------ Record list

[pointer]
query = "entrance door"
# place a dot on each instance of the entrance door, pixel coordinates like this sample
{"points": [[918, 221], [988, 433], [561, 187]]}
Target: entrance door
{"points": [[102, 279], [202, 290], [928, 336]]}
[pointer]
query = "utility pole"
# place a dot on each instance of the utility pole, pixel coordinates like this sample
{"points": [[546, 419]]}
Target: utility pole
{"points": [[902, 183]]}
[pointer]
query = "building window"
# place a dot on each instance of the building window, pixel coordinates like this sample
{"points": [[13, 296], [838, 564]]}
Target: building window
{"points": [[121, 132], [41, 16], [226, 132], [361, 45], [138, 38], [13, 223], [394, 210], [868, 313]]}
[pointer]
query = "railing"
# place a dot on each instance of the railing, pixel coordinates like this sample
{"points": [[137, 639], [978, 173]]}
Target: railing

------------

**Task to complete:** Count the lines in the items above that contain the string "railing", and give only the number.

**Expected output:** 3